Job:
Rewrite all of these lines, replacing "a pin per instance" with "one point per instance" wherever it appears and leaving everything else unchanged. Leave the pictures out of your answer.

────────────────────

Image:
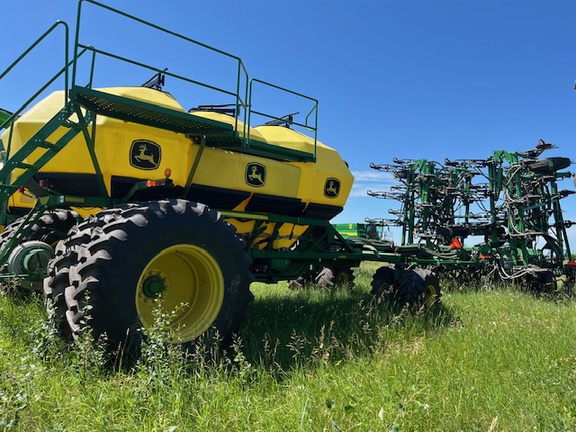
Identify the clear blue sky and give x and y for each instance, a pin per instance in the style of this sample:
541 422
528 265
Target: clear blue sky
395 78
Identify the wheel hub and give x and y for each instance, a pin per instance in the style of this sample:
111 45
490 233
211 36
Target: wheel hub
153 286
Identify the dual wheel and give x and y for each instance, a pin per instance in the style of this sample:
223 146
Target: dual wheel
122 269
417 288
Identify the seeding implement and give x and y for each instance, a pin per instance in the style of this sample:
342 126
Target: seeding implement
508 206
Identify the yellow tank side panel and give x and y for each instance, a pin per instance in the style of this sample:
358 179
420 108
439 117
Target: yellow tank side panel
315 177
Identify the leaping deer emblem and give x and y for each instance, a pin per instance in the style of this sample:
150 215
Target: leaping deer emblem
255 177
143 156
332 188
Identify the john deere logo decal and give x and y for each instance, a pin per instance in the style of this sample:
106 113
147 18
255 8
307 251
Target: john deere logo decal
332 188
145 154
255 174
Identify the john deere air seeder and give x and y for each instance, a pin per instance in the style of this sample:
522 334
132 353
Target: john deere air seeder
119 201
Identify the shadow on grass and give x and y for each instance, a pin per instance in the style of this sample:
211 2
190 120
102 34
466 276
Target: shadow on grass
313 328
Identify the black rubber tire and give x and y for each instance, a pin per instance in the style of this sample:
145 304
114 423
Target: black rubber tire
66 256
103 283
383 282
52 227
418 288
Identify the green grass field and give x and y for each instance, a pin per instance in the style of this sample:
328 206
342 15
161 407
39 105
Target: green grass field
311 360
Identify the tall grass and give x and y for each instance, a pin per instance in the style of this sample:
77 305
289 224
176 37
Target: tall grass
311 360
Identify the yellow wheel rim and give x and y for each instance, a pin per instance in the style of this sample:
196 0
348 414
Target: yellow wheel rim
185 284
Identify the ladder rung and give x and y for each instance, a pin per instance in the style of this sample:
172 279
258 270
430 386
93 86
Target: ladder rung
44 144
25 165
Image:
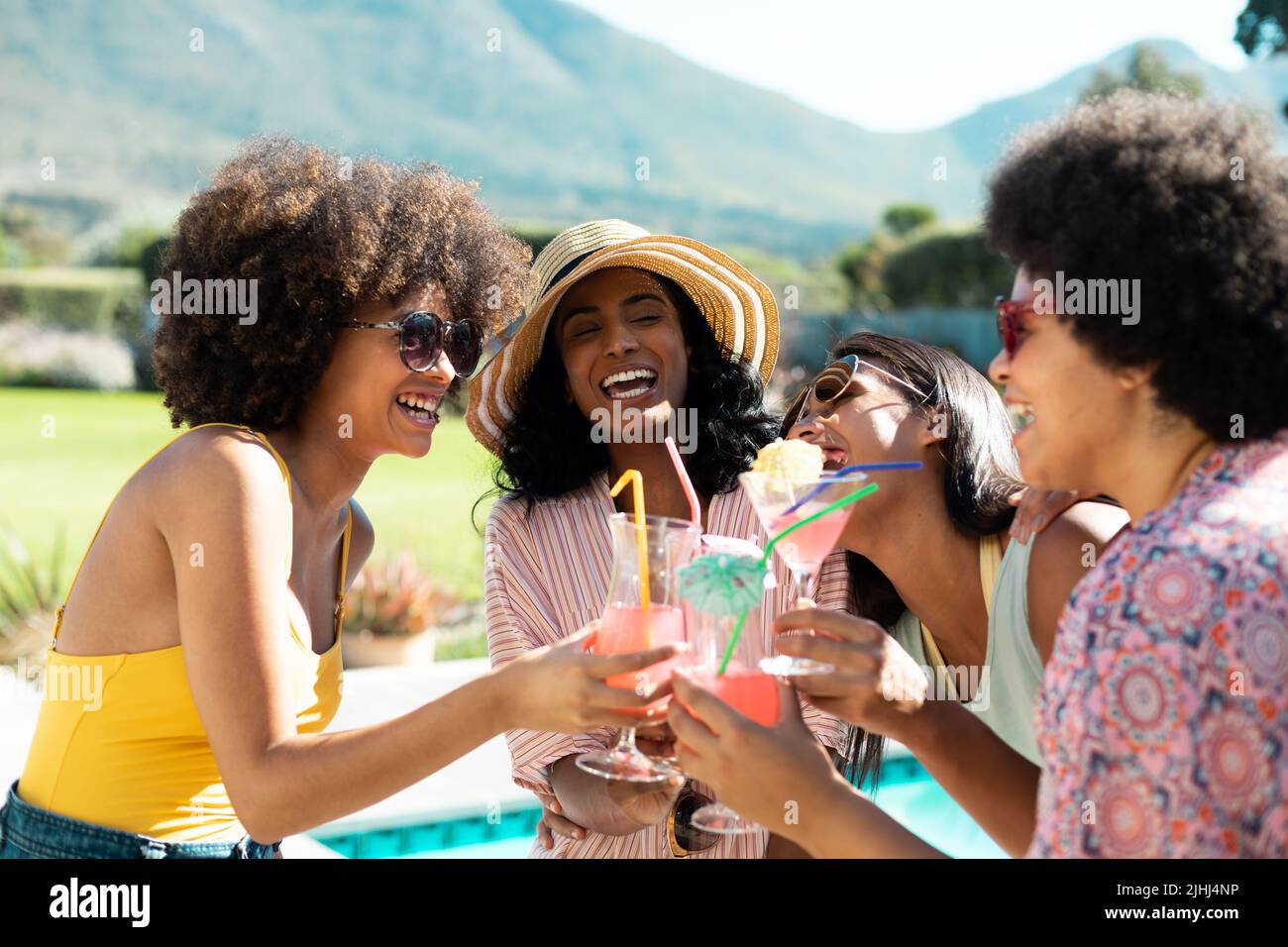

────────────────────

Worked answer:
Image:
Identify the clear blue sky and give x and y for each instance, one point per instance in the style of this sample:
541 422
528 265
Target: clear blue sky
395 78
Identify the wheel hub and give x and y for each instance, one point per instance in the style of this sample:
111 45
490 233
211 36
Target: wheel hub
153 286
Identify the dual wheel and give x and y for each instance, one point per instance in the style of this sample:
223 146
Target: dual wheel
122 269
417 288
Identify the seeding implement and give x and y for each instance, one point per instance in the style of this sample:
342 126
Target: seeding implement
508 206
Identify the yellow tank side panel and give x and y for each instance, one point per instance in the style of this sample:
358 179
420 108
439 117
Target: yellow tank side panel
315 177
Identify the leaping deer emblem and give x and y for each instance, one point per instance in the style of this sample:
150 215
Target: leaping deer emblem
255 177
143 156
332 188
Identify the john deere logo decal and give x and y for each instance, one point per instance in the style of this sample:
106 113
147 18
255 8
307 251
Target: john deere logo decal
332 188
145 154
255 174
Identify the john deere air seeder and give x and y for each instance, one point per instance in the style of this sample:
522 334
132 353
Target: john deere air seeder
119 201
Identify the shadow on grass and give x and y for each instance, one point per instance in the style of this sample:
211 2
190 120
102 34
466 276
Target: shadow on grass
313 328
Identify the black rubber tire and give x and y for each instance, one point per instance in the style of this sample:
145 304
114 423
Target: black rubber tire
66 256
103 283
383 282
52 227
418 288
Identify the green grass field and give x and y for each instance, one point per instance in the style of this sample:
328 206
342 15
161 407
39 105
Target: green grass field
311 360
Identify the tall grass and give x and y for each instance, one point per instance in the style of this sample:
77 305
289 224
176 37
Target: tall grass
311 360
Identify the yellow wheel rim and give x and y for each instance, one point per instance in the style of this sample:
196 0
348 414
Target: yellow wheel rim
185 284
Identify the ladder rung and give x and y for each instance, one point per instance in the style of this sample:
172 279
258 270
430 386
93 86
Target: ladder rung
44 144
25 165
Image:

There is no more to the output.